:: EXERCISE TASK ::
Rewrite the entries below, switching every "bare soil" to "dry grass" and changing nothing else. Omit the pictures from your answer.

:: GIVEN INFORMATION ::
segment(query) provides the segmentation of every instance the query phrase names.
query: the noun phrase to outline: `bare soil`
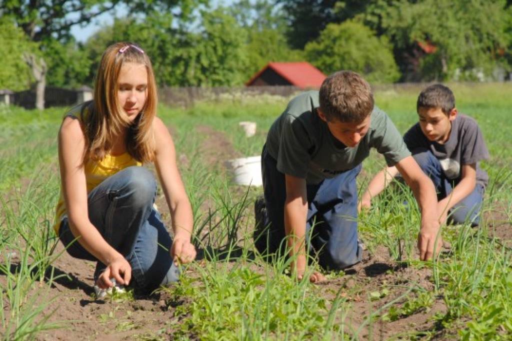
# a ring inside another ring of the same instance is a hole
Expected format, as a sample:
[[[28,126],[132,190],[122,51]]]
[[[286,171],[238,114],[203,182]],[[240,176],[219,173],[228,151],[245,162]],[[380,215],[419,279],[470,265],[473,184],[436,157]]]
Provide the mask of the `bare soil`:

:: OUTPUT OF THE TASK ::
segment(query) provides the segmentation of every instance the query phrase names.
query: the noun phrase to outline: `dry grass`
# a ring inside another ring of the same instance is a hole
Expected format, as a sample:
[[[28,126],[132,190],[122,51]]]
[[[286,171],[238,114],[203,182]],[[240,176],[219,173],[228,151],[245,162]],[[380,215],[419,279],[470,265],[473,184],[436,157]]]
Provide the mask of the `dry grass`:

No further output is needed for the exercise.